ACTIVITY: Search term "woman": please copy every line of the records below that contains it.

RECORDS SHOWN:
____________________

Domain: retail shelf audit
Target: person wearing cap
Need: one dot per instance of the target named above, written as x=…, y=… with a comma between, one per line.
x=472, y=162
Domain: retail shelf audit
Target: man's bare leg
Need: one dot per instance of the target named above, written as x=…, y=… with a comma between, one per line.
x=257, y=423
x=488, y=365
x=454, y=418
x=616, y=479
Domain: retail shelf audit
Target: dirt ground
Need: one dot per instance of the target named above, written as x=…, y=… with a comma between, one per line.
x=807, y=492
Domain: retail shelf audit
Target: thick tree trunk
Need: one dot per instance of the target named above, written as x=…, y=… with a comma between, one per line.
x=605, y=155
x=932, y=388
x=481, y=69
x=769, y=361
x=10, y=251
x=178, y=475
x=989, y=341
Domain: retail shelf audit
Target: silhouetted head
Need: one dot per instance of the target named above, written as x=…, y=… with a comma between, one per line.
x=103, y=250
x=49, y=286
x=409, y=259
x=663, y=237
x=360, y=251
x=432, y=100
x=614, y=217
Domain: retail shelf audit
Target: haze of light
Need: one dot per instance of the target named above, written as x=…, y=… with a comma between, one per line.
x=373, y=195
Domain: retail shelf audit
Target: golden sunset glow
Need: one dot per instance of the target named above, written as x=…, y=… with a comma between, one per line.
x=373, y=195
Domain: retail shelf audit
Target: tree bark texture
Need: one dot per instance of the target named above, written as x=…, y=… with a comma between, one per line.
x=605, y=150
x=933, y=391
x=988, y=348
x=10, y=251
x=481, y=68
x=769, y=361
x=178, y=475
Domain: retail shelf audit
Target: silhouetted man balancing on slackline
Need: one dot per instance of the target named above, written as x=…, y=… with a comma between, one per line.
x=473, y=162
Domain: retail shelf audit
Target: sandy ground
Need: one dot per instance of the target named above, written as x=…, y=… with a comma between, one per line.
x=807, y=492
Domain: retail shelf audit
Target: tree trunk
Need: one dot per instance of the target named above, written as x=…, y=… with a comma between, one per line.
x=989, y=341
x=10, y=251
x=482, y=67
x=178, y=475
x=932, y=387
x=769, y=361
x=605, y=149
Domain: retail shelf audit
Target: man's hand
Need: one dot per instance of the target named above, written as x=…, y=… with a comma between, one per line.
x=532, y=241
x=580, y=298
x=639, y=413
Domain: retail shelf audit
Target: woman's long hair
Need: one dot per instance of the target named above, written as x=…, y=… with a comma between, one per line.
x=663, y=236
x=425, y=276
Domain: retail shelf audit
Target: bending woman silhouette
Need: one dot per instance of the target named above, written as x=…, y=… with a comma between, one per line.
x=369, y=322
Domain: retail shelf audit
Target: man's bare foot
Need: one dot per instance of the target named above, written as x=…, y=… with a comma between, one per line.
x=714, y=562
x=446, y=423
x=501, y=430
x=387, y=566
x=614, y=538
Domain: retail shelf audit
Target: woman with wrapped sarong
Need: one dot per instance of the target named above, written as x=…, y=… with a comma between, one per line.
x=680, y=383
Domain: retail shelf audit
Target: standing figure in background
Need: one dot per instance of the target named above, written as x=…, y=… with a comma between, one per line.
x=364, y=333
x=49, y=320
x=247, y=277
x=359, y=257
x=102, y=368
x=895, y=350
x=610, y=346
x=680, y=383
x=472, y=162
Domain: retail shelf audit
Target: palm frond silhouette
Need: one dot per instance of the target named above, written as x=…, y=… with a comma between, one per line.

____________________

SOLUTION FOR THIS EXERCISE:
Target: woman's long hair
Target: bending woman silhouette
Target: woman with wrapped sarong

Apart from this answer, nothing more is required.